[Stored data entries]
----
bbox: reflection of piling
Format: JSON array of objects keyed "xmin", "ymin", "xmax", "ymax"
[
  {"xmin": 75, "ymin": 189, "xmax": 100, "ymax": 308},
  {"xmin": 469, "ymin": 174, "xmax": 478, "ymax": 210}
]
----
Exercise description: Print out every record, character for character.

Written response:
bbox: reflection of piling
Format: JSON array of objects keyed "xmin", "ymin", "xmax", "ymax"
[
  {"xmin": 75, "ymin": 189, "xmax": 100, "ymax": 308},
  {"xmin": 469, "ymin": 174, "xmax": 478, "ymax": 210}
]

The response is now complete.